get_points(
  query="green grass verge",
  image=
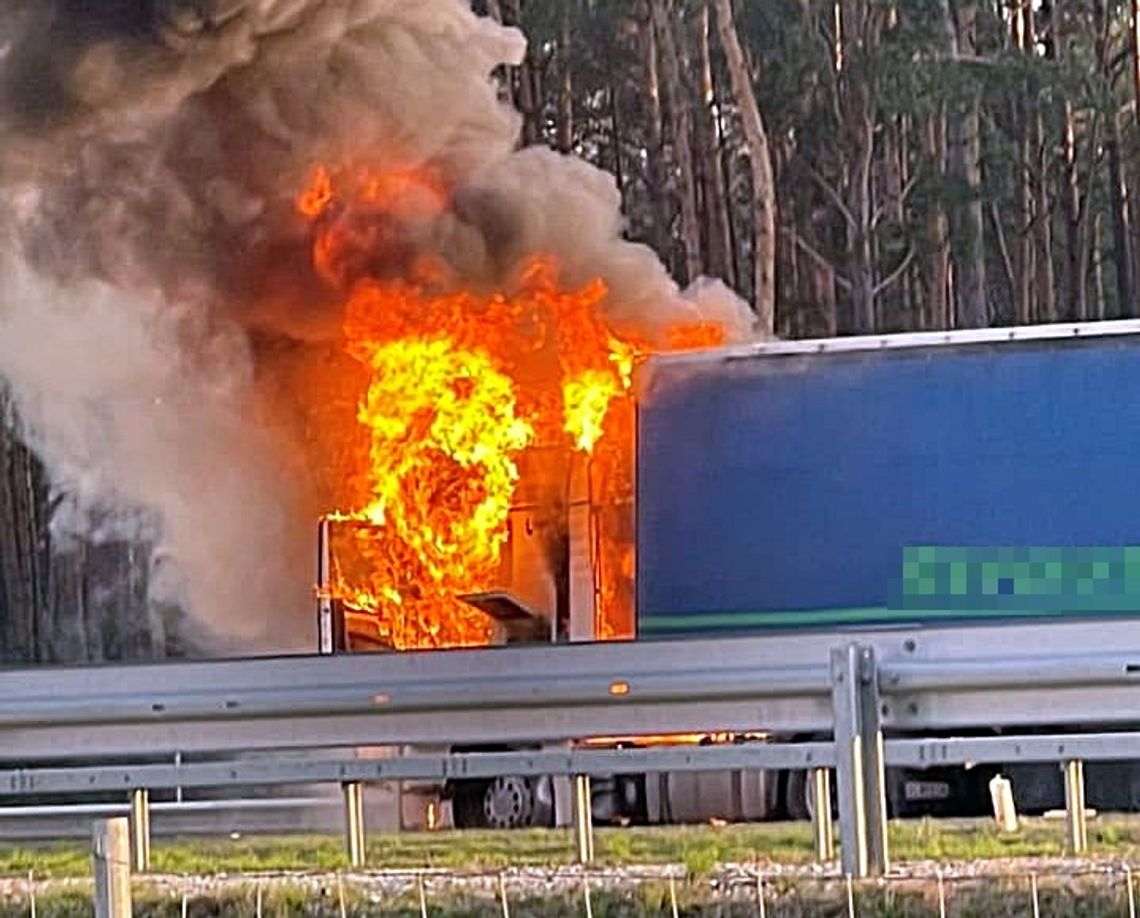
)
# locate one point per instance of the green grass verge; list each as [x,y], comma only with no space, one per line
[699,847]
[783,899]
...
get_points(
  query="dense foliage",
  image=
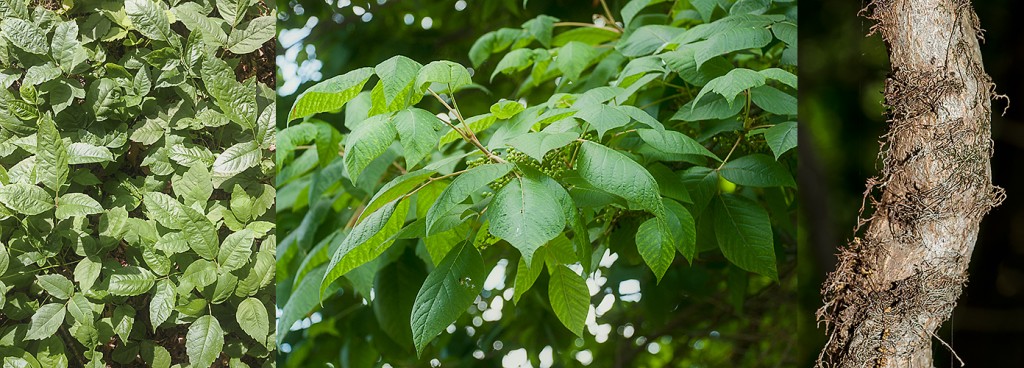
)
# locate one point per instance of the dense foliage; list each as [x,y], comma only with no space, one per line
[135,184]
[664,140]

### GIVEN PROBLEM
Gather every line above that contains the string "space", and copy each one in full. Case counts.

### TASK OUTPUT
# locate one point per instance of the green grass verge; list each as [x,y], comma only with no space, one per line
# locate one point per instance of the dense foliage; list each as [x,y], comma only with no space, one per line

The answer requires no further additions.